Give everything in the items below, from the line containing "Locate the sunlit" down to the line containing "[51, 85, 450, 296]", both ends included, as a JSON list of strings with one string per line and blank lines left out.

────────────────────────────────────────

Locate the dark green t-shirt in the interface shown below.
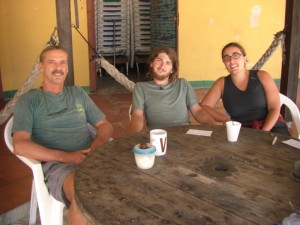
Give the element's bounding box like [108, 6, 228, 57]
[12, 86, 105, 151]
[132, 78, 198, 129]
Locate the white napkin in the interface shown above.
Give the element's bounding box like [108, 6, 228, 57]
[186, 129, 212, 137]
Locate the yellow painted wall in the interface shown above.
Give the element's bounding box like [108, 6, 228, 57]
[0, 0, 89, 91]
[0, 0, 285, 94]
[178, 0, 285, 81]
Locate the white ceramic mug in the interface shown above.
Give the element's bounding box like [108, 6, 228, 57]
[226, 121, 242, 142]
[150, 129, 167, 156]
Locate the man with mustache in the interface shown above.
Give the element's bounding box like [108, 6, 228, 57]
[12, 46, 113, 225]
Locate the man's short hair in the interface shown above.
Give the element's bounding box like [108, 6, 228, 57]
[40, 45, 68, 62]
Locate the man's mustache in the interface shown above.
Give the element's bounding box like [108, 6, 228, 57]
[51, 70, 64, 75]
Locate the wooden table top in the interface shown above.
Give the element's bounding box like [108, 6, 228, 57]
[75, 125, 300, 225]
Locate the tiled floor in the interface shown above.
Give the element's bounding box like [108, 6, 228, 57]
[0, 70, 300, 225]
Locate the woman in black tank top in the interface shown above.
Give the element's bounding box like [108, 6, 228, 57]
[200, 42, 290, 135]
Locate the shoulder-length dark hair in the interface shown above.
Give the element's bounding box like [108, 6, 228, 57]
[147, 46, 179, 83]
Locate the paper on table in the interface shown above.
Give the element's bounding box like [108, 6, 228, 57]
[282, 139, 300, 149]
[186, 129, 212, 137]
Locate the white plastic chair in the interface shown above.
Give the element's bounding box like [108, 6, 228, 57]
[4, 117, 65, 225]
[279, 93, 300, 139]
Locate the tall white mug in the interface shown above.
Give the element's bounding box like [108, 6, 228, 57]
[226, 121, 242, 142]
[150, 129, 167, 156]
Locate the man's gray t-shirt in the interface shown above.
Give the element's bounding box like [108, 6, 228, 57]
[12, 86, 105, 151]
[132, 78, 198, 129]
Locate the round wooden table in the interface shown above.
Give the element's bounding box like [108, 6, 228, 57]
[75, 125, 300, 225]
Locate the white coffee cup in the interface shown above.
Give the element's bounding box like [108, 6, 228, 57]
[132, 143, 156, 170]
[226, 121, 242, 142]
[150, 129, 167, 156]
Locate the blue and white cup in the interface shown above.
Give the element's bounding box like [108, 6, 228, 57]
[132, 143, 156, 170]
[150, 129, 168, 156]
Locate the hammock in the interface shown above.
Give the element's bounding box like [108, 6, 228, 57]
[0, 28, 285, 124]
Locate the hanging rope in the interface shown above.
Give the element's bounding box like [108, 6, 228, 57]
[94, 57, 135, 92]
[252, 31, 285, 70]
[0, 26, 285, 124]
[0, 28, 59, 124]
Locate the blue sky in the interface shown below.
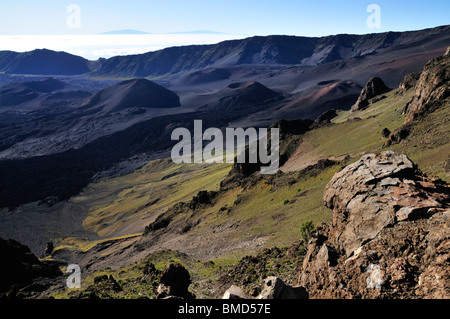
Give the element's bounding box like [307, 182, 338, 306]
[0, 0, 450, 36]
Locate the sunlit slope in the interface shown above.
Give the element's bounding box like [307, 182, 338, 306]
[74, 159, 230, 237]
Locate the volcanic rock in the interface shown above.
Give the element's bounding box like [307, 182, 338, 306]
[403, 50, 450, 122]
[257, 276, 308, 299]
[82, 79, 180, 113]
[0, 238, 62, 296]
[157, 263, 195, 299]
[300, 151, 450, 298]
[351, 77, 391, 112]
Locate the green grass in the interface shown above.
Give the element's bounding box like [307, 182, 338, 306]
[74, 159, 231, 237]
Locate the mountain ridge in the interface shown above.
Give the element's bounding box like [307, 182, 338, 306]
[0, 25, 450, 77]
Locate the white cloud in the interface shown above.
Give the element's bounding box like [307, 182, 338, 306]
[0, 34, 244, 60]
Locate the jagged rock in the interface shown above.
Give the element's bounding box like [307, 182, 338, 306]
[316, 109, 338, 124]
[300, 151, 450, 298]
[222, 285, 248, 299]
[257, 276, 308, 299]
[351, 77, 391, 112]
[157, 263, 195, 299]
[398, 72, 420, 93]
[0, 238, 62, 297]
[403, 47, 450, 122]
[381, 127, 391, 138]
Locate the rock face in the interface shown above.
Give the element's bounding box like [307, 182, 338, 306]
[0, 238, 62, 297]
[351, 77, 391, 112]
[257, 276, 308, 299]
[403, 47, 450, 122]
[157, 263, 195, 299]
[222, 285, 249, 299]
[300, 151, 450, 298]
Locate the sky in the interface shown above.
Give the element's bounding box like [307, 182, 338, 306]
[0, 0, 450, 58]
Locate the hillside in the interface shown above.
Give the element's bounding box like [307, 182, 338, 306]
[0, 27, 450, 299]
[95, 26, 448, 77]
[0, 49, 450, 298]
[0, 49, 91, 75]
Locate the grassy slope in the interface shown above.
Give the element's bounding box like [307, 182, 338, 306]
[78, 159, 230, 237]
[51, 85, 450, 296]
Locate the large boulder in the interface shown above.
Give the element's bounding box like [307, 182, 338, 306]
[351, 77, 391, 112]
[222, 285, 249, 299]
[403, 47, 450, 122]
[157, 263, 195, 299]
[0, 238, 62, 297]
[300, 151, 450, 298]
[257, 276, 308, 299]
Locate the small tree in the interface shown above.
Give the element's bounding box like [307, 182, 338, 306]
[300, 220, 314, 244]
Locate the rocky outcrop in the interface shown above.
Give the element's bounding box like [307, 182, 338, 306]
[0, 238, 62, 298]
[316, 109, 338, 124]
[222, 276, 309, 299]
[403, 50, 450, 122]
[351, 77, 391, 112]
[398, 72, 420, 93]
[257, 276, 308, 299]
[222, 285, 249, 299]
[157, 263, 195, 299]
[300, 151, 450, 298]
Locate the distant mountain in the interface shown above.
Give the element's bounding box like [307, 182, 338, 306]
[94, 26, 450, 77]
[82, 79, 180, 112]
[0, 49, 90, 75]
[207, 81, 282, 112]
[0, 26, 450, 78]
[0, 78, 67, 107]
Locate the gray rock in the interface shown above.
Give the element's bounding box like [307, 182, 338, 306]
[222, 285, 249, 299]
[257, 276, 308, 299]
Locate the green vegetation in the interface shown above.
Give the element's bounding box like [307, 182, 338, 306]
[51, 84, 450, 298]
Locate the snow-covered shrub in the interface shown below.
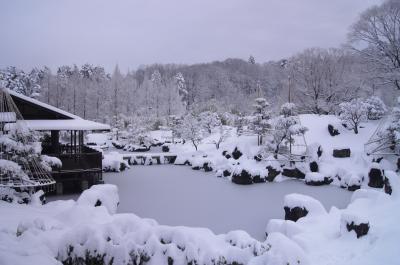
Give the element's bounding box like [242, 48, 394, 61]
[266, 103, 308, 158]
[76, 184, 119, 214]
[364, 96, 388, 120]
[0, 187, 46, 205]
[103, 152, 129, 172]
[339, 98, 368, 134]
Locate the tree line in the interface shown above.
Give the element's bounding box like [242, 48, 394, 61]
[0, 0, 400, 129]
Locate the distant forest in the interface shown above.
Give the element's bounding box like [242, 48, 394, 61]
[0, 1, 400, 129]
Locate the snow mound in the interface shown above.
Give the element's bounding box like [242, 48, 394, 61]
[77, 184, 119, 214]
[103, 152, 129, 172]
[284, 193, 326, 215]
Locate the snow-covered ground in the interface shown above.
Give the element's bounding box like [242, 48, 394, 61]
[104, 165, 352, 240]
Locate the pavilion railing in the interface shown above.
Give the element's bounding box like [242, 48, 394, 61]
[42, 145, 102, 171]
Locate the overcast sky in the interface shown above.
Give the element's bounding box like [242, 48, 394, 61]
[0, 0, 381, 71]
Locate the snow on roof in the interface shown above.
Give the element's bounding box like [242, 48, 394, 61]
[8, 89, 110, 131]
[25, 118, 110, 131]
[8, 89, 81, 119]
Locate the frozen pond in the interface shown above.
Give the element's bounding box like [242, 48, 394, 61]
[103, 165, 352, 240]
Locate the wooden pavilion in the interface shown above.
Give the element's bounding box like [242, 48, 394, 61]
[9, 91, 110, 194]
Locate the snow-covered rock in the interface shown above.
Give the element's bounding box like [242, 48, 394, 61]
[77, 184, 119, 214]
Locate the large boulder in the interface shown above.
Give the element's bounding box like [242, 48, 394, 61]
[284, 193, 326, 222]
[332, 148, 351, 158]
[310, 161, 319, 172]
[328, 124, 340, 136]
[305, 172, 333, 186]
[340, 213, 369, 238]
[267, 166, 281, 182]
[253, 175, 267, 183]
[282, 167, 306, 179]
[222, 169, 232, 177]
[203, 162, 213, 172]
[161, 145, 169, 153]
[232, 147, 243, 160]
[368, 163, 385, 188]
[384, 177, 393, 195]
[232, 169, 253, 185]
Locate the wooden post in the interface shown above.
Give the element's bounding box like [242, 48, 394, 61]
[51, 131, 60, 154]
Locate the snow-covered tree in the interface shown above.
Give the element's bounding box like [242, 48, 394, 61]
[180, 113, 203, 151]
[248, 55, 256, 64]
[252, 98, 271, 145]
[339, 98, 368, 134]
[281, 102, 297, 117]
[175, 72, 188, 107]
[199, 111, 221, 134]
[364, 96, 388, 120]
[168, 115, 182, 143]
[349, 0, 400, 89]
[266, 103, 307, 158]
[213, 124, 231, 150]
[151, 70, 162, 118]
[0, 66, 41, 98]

────────────────────────────────────────

WRITTEN ANSWER:
[
  "Locate the sunlit slope in the interface shown above.",
  "Give the element's bounding box like [307, 182, 338, 306]",
  "[74, 159, 230, 237]",
  "Locate the volcanic rock in the interface shown above.",
  "Give the element's bounding box like [307, 182, 338, 306]",
  "[403, 50, 450, 122]",
  "[257, 276, 308, 299]",
  "[82, 79, 180, 113]",
  "[0, 238, 62, 296]",
  "[157, 263, 195, 299]",
  "[300, 151, 450, 298]",
  "[351, 77, 391, 112]",
  "Locate the green grass in the interface shown above.",
  "Give the element's bounding box like [307, 182, 338, 306]",
  "[74, 159, 231, 237]",
  "Locate the mountain ridge in the interface shown above.",
  "Give the element's bounding box like [307, 182, 338, 306]",
  "[0, 25, 450, 77]",
  "Locate the white cloud in the interface shown above.",
  "Give the element's bounding box like [307, 182, 338, 306]",
  "[0, 34, 244, 60]",
  "Locate the jagged rock in the interface shown above.",
  "Give the element's bounding box like [307, 182, 338, 306]",
  "[316, 109, 338, 124]",
  "[300, 151, 450, 298]",
  "[222, 285, 248, 299]",
  "[257, 276, 308, 299]",
  "[351, 77, 391, 112]",
  "[157, 263, 195, 299]",
  "[398, 72, 420, 93]",
  "[0, 238, 62, 297]",
  "[403, 47, 450, 122]",
  "[381, 127, 391, 138]",
  "Locate the rock face in the interface shown above.",
  "Give the element's bounding box like [307, 182, 338, 306]",
  "[0, 238, 62, 297]",
  "[351, 77, 391, 112]",
  "[257, 276, 308, 299]",
  "[403, 47, 450, 122]",
  "[157, 263, 195, 299]",
  "[222, 285, 249, 299]",
  "[300, 151, 450, 298]",
  "Locate the sky in the interface shown above.",
  "Give the element's bounding box like [307, 182, 338, 306]",
  "[0, 0, 450, 58]",
  "Locate the hillside in the interface shown above.",
  "Give the element's bounding box like [307, 182, 338, 306]",
  "[0, 27, 450, 299]",
  "[95, 26, 448, 77]",
  "[0, 49, 450, 298]",
  "[0, 49, 91, 75]",
  "Locate the grassy slope in the interface shown above.",
  "Give the element's bounding box like [307, 182, 338, 306]",
  "[78, 159, 230, 237]",
  "[51, 85, 450, 296]"
]